TASKS TO PERFORM =
1 – Please rewrite the paragraph beginning "It took us about a month" in the account of ComicBase's move to AWS more briefly, keeping its main facts.
2 – Extend the account of ComicBase's move to AWS, starting after its last sentence.

TEXT BLOCK =
We became a customer of AWS almost a decade ago, to help us serve up the installer images and picture disks in ComicBase over their “S3” (“Simple Storage Solution”) platform. Then, when I made the decision to move my family to Nashville and we had to split the IT operations in our California office, we decided to move our rack of web, database, and email servers up to Amazon’s cloud. AWS promised to let us spin up virtual servers and databases–essentially renting time on their hardware–and assign as much or as little resources as it took to get the job done.
It took us about a month to get the move done, and it was terrifying when we turned off the power to our local server rack (it felt like we were shutting down the business) . But to our great relief, we were able to walk over to a computer in our office outside our now-silent server room, fire up a web browser, go to www.comicbase.com, and see everything working just the way it should, hosted by Amazon’s extraordinary EC2 (“Elastic Compute Cloud”) and RDS (“Relational Database Services”). After a few weeks of making sure all was well, I and my family packed ourselves into a car, drove to Nashville, and the business carried on the entire time. We were living in the future.

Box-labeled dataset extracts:
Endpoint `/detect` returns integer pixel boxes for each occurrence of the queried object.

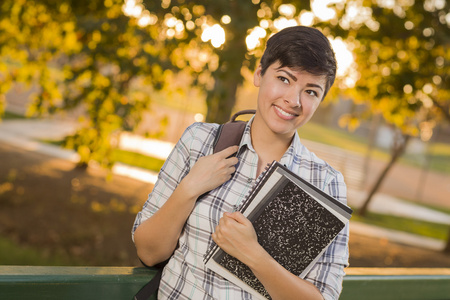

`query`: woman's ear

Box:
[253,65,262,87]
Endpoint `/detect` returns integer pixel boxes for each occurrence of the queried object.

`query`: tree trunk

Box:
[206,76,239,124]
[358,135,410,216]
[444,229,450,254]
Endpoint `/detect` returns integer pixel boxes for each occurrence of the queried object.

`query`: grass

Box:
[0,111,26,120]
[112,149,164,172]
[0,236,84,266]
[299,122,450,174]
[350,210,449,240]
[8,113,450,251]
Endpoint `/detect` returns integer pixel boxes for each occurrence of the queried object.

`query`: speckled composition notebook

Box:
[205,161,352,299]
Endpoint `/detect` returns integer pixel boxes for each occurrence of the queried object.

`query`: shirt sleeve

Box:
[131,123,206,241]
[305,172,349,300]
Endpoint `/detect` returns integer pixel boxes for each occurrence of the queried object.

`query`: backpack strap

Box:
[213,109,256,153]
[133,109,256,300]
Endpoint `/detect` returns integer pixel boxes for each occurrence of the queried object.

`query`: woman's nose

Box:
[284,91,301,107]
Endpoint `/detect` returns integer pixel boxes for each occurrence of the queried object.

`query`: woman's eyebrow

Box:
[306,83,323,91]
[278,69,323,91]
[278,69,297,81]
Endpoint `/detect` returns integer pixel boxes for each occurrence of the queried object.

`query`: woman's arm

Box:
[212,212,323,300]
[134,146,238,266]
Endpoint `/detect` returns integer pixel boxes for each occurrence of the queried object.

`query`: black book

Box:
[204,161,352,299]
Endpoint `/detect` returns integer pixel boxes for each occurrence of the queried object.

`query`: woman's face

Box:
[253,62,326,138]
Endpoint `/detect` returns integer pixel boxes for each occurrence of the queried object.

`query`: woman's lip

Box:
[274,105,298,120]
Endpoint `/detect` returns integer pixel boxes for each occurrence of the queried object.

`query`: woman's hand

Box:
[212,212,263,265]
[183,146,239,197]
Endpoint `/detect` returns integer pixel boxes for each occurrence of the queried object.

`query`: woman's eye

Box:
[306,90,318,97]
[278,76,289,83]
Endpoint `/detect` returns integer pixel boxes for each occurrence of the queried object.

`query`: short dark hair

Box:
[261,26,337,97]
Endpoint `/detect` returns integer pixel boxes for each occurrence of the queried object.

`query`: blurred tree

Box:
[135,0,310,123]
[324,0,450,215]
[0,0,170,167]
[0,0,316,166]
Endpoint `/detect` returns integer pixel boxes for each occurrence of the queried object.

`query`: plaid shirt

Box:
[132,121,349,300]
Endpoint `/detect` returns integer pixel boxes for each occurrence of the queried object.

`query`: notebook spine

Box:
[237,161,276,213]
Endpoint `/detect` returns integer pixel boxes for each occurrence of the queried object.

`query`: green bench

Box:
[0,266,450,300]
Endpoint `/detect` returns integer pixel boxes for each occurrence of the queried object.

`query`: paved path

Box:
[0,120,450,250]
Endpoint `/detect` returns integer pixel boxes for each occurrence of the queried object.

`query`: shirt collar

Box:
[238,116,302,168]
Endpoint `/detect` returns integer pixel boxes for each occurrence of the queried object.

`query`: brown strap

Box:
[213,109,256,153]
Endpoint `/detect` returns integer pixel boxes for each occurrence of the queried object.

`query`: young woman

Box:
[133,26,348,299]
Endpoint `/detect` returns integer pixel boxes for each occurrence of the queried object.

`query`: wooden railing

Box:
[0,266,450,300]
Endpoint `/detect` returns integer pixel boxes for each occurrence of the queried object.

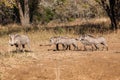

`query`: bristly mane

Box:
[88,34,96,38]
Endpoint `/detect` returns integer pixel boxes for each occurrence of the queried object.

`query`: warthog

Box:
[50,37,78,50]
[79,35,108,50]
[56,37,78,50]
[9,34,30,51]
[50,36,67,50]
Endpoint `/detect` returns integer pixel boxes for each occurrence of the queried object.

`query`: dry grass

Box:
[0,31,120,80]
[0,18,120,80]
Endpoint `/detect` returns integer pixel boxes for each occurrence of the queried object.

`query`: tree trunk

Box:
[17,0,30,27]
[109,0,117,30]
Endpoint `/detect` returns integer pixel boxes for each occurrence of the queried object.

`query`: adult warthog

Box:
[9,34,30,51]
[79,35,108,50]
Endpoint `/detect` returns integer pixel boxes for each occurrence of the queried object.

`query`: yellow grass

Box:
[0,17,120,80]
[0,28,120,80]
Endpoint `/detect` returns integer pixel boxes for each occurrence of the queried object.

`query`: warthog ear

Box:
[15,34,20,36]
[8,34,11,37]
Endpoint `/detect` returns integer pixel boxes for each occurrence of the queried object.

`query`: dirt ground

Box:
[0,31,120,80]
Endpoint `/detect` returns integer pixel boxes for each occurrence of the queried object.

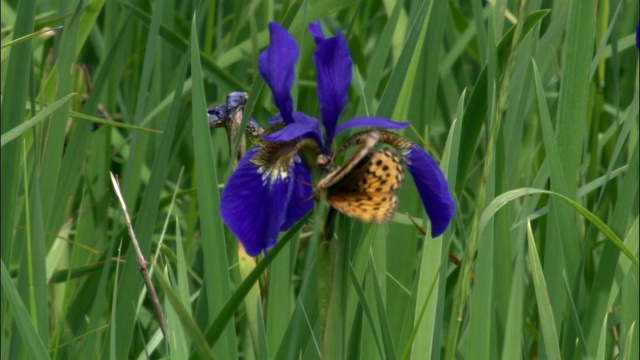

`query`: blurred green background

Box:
==
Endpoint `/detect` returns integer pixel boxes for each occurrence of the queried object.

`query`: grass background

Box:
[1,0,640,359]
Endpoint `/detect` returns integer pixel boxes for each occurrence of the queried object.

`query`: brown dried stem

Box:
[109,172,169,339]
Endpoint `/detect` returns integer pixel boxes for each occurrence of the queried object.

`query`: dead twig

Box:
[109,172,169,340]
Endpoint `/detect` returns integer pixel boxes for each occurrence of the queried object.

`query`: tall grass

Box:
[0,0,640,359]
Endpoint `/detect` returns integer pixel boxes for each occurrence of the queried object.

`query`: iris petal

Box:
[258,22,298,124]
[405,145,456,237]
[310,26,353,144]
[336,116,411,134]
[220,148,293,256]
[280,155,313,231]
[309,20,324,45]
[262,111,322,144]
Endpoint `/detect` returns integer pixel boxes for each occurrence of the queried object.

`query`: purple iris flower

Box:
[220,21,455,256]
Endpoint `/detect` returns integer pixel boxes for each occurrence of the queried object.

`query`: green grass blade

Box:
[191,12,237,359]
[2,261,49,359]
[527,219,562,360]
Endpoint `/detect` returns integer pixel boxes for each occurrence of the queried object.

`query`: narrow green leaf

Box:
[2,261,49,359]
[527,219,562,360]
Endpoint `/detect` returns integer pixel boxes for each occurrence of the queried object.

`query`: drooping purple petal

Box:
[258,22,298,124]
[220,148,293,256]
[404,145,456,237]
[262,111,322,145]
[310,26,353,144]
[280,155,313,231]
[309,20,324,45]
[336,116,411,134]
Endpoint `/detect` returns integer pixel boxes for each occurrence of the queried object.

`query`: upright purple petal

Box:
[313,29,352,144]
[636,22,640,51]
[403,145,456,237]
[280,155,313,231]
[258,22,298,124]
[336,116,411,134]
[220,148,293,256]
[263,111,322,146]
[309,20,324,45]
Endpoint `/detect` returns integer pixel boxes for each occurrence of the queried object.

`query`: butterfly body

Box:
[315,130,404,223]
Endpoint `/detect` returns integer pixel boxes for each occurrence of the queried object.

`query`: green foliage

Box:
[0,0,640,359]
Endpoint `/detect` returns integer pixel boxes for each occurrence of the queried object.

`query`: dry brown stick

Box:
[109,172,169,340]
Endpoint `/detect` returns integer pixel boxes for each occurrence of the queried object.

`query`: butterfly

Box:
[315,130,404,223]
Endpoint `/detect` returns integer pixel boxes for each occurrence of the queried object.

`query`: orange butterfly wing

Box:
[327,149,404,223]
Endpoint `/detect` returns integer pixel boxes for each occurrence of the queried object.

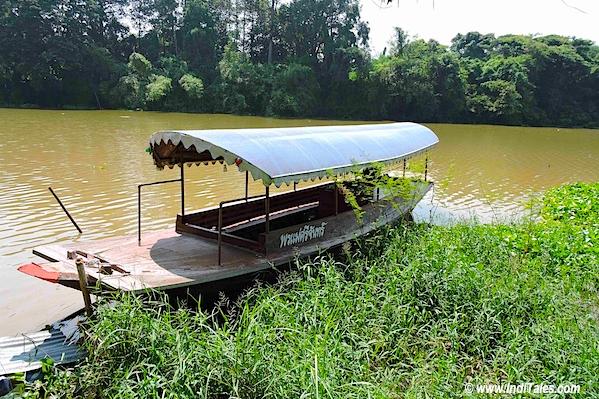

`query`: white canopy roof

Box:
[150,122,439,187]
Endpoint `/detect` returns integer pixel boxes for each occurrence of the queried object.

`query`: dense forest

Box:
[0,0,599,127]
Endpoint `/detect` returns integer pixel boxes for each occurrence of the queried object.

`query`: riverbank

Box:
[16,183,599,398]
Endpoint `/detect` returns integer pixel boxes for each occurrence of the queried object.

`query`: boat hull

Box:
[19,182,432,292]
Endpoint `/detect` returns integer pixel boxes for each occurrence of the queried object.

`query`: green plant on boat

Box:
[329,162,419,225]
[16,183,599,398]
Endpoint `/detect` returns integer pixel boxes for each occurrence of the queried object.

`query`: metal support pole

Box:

TASK RESULTS =
1 – The move took about a month, and switching off our local server rack was frightening because it felt like shutting down the business. To our relief, a web browser in our office showed www.comicbase.com working normally, now hosted on Amazon's EC2 and RDS. After a few weeks of checks, my family and I drove to Nashville while the business kept running the whole time.

2 –
So why, 3 years later, did I just spend the better part of a month moving all our infrastructure back down to our own servers again? Basically, it came down to cost, speed, and the ability to grow.
Bandwidth and Storage Costs
S3 — storing files up on Amazon’s virtual drives — is pretty cheap; what isn’t cheap is the bandwidth required to serve them up. If you download a full set of Archive Edition installers, for instance, it costs us a couple of bucks in bandwidth alone. Multiply by thousands, and things start adding up. The real killer, however, was the massive amount of web traffic caused by the combination of cover downloading and serving up image requests to image-heavy websites like ComicBase.com and AtomicAvenue.com. In a typical month, our data transfer is measured in the Terabytes–and the bandwidth portion of our Amazon bill definitely had moved into “ouch!” territory.
We were also paying the price for the promise we’d made to give each of our customers 2GB of allocated cloud storage to store database backups. When we were buying the hard drives ourselves, this wasn’t a super expensive proposition. But when we were now renting the space on a monthly basis from Amazon, we wound up effectively paying the price of the physical hardware many times over during the course of a year.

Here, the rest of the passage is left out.